**RAW RECORDS:**
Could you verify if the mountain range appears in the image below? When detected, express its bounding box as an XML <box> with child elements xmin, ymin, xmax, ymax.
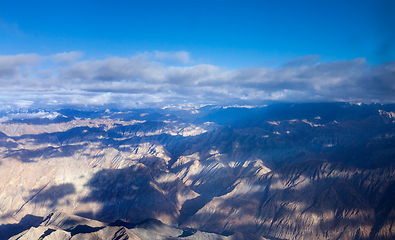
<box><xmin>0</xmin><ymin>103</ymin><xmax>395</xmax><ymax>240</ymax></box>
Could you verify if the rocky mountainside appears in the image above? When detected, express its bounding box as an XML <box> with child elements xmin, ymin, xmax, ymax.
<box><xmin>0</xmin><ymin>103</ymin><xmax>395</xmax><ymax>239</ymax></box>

==

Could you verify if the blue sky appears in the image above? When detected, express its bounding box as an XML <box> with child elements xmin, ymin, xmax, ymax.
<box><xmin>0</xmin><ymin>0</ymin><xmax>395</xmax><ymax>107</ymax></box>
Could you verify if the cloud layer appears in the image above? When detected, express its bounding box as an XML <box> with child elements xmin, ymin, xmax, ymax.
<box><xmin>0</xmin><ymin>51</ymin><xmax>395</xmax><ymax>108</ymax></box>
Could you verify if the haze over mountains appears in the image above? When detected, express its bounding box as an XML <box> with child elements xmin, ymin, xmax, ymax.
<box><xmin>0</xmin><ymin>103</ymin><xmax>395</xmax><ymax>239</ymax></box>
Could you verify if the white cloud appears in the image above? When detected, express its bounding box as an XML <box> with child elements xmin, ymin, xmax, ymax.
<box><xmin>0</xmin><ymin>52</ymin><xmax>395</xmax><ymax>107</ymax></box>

...

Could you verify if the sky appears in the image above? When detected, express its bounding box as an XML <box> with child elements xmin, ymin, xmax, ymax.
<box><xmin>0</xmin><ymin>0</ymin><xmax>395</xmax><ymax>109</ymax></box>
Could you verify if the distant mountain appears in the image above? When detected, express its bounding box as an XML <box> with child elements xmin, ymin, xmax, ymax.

**EXERCISE BRIEF:**
Revise the lines starting with the line that contains "Could you verify if the sky" and going on through the line that contains "Could you verify if the distant", replacing "When detected" with "If present" and keeping everything else the same. Give only those lines.

**RESPONSE:**
Could you verify if the sky appears in the image above? If present, express its bounding box as an XML <box> with child elements xmin, ymin, xmax, ymax.
<box><xmin>0</xmin><ymin>0</ymin><xmax>395</xmax><ymax>109</ymax></box>
Could you verify if the distant mountain appears in the image above? If present, express its bounding box as an XML <box> with child elements xmin, ymin, xmax, ymax.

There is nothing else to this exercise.